> **MATERIAL FOR THE TASK**
____
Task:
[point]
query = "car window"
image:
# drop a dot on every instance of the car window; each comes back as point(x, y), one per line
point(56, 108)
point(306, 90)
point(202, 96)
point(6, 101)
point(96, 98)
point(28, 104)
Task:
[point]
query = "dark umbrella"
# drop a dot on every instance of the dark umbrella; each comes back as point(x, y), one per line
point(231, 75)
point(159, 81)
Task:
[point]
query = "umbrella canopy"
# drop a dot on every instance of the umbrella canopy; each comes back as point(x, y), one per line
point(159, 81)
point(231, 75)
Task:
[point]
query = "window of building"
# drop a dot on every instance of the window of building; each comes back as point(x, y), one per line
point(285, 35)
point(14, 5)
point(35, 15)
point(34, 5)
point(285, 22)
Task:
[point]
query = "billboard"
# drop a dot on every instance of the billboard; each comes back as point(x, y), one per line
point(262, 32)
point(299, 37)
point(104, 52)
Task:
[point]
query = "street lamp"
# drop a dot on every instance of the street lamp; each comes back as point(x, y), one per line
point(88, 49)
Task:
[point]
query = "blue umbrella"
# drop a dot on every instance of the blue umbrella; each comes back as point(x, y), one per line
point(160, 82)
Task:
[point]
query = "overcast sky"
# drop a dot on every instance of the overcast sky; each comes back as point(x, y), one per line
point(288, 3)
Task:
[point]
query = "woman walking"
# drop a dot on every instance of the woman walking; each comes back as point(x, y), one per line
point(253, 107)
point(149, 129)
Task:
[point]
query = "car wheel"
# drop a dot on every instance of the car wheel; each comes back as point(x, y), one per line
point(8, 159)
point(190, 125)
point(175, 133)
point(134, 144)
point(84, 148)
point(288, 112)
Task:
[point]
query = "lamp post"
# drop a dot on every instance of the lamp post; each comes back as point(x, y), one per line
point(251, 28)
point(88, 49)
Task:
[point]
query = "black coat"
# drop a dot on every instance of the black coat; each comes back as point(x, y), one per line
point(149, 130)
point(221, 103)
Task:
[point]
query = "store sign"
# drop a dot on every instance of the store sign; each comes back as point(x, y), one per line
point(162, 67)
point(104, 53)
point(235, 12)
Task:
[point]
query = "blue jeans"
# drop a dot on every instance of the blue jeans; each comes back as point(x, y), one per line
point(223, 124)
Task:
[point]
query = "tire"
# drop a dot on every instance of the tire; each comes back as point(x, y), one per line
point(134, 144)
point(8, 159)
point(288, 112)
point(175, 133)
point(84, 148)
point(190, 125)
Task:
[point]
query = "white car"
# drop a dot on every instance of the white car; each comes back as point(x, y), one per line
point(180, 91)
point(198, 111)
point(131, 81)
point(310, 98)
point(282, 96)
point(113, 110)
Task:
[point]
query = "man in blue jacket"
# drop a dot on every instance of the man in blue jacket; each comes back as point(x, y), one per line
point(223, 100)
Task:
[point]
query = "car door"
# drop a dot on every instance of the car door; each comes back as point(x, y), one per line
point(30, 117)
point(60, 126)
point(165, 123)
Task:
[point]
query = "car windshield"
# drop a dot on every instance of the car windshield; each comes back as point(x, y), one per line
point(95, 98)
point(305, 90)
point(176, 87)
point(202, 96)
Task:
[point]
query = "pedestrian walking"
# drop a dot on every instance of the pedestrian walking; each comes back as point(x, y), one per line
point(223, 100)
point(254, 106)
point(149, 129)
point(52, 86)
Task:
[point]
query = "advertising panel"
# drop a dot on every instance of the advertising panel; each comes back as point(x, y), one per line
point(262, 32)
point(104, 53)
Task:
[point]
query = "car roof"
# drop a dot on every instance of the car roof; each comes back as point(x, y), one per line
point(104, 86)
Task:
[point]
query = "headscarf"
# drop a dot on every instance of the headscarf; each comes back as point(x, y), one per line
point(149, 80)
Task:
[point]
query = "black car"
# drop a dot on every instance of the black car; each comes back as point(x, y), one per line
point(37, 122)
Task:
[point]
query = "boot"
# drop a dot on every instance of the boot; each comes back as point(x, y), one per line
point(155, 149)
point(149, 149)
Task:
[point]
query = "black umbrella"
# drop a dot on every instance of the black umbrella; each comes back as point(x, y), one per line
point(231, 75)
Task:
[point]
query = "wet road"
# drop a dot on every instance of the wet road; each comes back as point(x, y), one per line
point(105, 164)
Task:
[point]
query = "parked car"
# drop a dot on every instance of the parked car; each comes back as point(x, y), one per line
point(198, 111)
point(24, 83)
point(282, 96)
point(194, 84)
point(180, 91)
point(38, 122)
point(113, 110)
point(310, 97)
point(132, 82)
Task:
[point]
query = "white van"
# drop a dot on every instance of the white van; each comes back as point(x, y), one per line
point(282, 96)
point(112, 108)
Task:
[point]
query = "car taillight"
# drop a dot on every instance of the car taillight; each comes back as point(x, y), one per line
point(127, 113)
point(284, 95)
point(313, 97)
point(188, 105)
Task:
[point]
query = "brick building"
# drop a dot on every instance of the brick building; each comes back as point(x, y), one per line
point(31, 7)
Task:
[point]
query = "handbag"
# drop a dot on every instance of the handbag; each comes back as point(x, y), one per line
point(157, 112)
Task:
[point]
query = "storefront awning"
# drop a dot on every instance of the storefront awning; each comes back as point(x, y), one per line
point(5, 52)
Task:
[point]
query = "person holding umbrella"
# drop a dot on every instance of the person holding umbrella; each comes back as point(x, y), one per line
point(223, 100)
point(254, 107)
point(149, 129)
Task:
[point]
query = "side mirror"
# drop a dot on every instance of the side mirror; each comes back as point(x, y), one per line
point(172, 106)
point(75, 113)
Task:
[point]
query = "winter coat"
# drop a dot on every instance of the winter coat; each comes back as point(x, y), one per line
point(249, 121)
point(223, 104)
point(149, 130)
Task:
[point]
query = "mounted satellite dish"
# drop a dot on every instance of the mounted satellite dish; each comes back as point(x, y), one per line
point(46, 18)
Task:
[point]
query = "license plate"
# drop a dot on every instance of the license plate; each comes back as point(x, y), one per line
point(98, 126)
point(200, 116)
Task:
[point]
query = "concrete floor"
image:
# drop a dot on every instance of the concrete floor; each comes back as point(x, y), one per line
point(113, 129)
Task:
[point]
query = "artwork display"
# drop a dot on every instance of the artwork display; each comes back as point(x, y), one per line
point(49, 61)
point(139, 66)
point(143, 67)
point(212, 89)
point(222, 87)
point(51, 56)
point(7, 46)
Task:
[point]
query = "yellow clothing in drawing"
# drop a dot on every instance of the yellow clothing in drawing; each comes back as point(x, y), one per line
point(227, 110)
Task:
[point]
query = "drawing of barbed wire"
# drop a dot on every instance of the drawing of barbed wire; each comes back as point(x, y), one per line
____
> **WHAT THIS TASK INVOLVES**
Reproduce all of the records above word for word.

> **REPLY**
Task:
[point]
query = "car window"
image:
# drop a dot on every instance of the car window; each comes back as point(x, y), one per line
point(56, 108)
point(306, 90)
point(202, 96)
point(6, 101)
point(96, 98)
point(28, 104)
Task:
[point]
query = "dark umbrella"
# drop a dot on every instance of the dark umbrella; each comes back as point(x, y), one per line
point(231, 75)
point(159, 81)
Task:
[point]
query = "umbrella canopy"
# drop a dot on every instance of the umbrella canopy; each comes back as point(x, y), one per line
point(159, 81)
point(231, 75)
Task:
[point]
query = "window of building"
# drop a dot on every instance of the window of building; each comes back as point(x, y), one per line
point(285, 35)
point(14, 5)
point(35, 15)
point(34, 5)
point(285, 22)
Task:
[point]
query = "billboard"
# drop a dot on every instance of the billboard; each comes back as point(x, y), one per line
point(262, 32)
point(299, 37)
point(104, 52)
Task:
[point]
query = "street lamp"
# drop a dot on every instance of the street lamp; each comes back as point(x, y), one per line
point(88, 49)
Task:
[point]
query = "blue umbrella"
# drop a dot on every instance of the blue umbrella; each comes back as point(x, y), one per line
point(160, 82)
Task:
[point]
query = "overcast sky"
# drop a dot on every instance of the overcast sky; each comes back as point(x, y), one per line
point(288, 3)
Task:
[point]
query = "woman walking"
# drop a dot on every instance of the woman walking; each comes back as point(x, y), one per line
point(253, 107)
point(149, 129)
Task:
[point]
query = "car wheel"
# drop a dot on every instance of the car wheel; each comes back as point(x, y), one per line
point(8, 159)
point(190, 125)
point(175, 133)
point(134, 144)
point(84, 148)
point(288, 112)
Task:
[point]
query = "lamp post"
# drop a dot on every instance of the lamp post; each comes back as point(x, y), one per line
point(251, 28)
point(88, 49)
Task:
[point]
query = "black coat"
# drop a dot on every instance of the black coat; each comes back as point(x, y), one per line
point(149, 130)
point(221, 103)
Task:
[point]
query = "store sign"
# drop a dot on every instance of the store sign; each comes back as point(x, y), one per line
point(162, 67)
point(104, 53)
point(235, 12)
Task:
[point]
query = "blue jeans"
# drop a dot on every instance of the blue jeans; each comes back as point(x, y), one per line
point(223, 124)
Task:
[point]
query = "tire"
# drop a dot on every instance of the tire; each comes back as point(x, y), one per line
point(134, 144)
point(8, 159)
point(288, 112)
point(175, 133)
point(84, 148)
point(190, 125)
Task:
[point]
query = "white car"
# drop a dot on every instance of the white car; each comes back as point(x, y), one per line
point(180, 91)
point(198, 111)
point(131, 81)
point(310, 98)
point(282, 96)
point(113, 110)
Task:
[point]
query = "man in blue jacket"
# drop a dot on every instance of the man in blue jacket; each comes back as point(x, y), one per line
point(223, 100)
Task:
[point]
query = "car door"
# drop a dot on every instance of the car door; each comes back as point(x, y), one per line
point(30, 117)
point(60, 126)
point(165, 123)
Task:
[point]
query = "car windshield"
# drop a dot on every instance of the car windshield; each comes back as point(x, y), one per line
point(95, 98)
point(305, 90)
point(176, 87)
point(202, 96)
Task:
[point]
query = "pedestrian walking"
# drop a dot on every instance of the pedestrian walking; each comes back as point(x, y), one per line
point(223, 100)
point(254, 106)
point(149, 129)
point(52, 86)
Task:
[point]
query = "advertising panel"
# drop a dot on every instance of the advertising panel; each comes back as point(x, y), one per line
point(262, 32)
point(104, 53)
Task:
[point]
query = "car roof"
# drop a dot on every instance of the car roof; each comes back as point(x, y), one per line
point(104, 86)
Task:
[point]
query = "headscarf"
# drop a dot on every instance of the headscarf; each comes back as point(x, y), one per line
point(149, 80)
Task:
[point]
query = "black car"
# drop a dot on every instance of the black car; each comes back as point(x, y), one per line
point(37, 122)
Task:
[point]
query = "boot"
# drop a dot on every instance of the boot; each comes back as point(x, y), one per line
point(155, 149)
point(149, 149)
Task:
[point]
query = "black umbrella"
# drop a dot on every instance of the black umbrella; each comes back as point(x, y), one per line
point(231, 75)
Task:
[point]
query = "wet road"
# drop a dot on every instance of the wet road; each comes back as point(x, y), one per line
point(105, 164)
Task:
[point]
query = "parked car"
# drop a dot on every instance of the parked car; each comes back as point(x, y), one per line
point(198, 111)
point(24, 83)
point(282, 96)
point(194, 84)
point(180, 91)
point(38, 122)
point(113, 110)
point(310, 97)
point(132, 82)
Task:
[point]
query = "white van"
# drop a dot on every instance of the white van; each comes back as point(x, y), one per line
point(282, 96)
point(112, 108)
Task:
[point]
query = "car taillight"
# drop a dot on every instance of the car taillight; each comes back as point(x, y), one per line
point(127, 113)
point(284, 95)
point(313, 97)
point(188, 105)
Task:
[point]
query = "brick building"
# drop a dot on every instance of the brick building; each comes back as point(x, y), one per line
point(31, 7)
Task:
[point]
query = "handbag"
# drop a dot on every instance of the handbag; each comes back as point(x, y), one per line
point(157, 112)
Task:
[point]
query = "storefront awning"
# drop a dot on every instance of the storefront awning; each comes back as point(x, y), one per line
point(5, 52)
Task:
[point]
query = "person holding umbrella"
# drop a dot on every instance of the person holding umbrella; each comes back as point(x, y), one per line
point(223, 100)
point(254, 107)
point(149, 129)
Task:
[point]
query = "side mirror"
# drop a dot on every instance of the side mirror; each comes back as point(x, y), one per line
point(172, 106)
point(75, 113)
Task:
[point]
query = "winter coat"
# drop a dot on every instance of the winter coat; each comes back as point(x, y), one per line
point(249, 121)
point(223, 104)
point(149, 130)
Task:
[point]
query = "mounted satellite dish"
# drop a dot on every instance of the mounted satellite dish; each comes back as point(x, y), one per line
point(46, 18)
Task:
[point]
query = "license plate"
# drop a dot on every instance of the license plate; each comes back as point(x, y), one per line
point(98, 126)
point(200, 116)
Task:
[point]
query = "concrete floor"
image:
# drop a dot on every instance of the concrete floor; each comes back as point(x, y), one per line
point(113, 129)
Task:
[point]
query = "artwork display"
# drop a dot on every instance of the artwork display; each comes back as point(x, y), one per line
point(49, 61)
point(139, 66)
point(143, 67)
point(212, 89)
point(222, 87)
point(51, 56)
point(7, 46)
Task:
[point]
query = "yellow clothing in drawing"
# drop a dot on every instance of the yellow clothing in drawing; each comes back as point(x, y), one per line
point(227, 110)
Task:
[point]
query = "drawing of barbed wire"
# drop a dot on every instance of the drawing of barbed wire; each comes back as point(x, y), one per line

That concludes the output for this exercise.